Make an exact copy of every entry below, with the pictures left out.

---

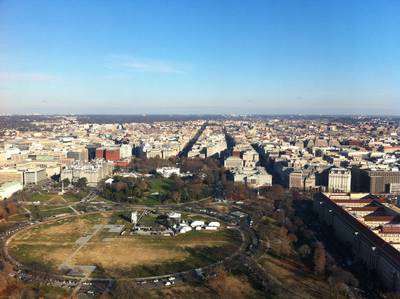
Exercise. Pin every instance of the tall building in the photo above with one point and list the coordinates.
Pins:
(34, 175)
(339, 180)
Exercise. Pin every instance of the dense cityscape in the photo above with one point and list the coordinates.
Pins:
(209, 149)
(229, 201)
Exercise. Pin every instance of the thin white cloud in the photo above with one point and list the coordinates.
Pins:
(148, 65)
(23, 76)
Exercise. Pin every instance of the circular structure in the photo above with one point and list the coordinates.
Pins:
(106, 246)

---

RESPONSE TO THIS EXERCISE
Exercise. Pin every instance of the tall building in the photo above with one point and list the coordinates.
Pins:
(34, 175)
(339, 180)
Exercise. Pin every instance of the dense cityscape in the photo above with one point and list the coordinates.
Pins:
(209, 149)
(229, 201)
Exercise. Pin every instance of the thin white cloud in the photo above with one point and list the coordinates.
Pins:
(148, 65)
(23, 76)
Exercise. Pin every instance of the circular structure in the photo above with one point and list the coordinates.
Pins:
(106, 246)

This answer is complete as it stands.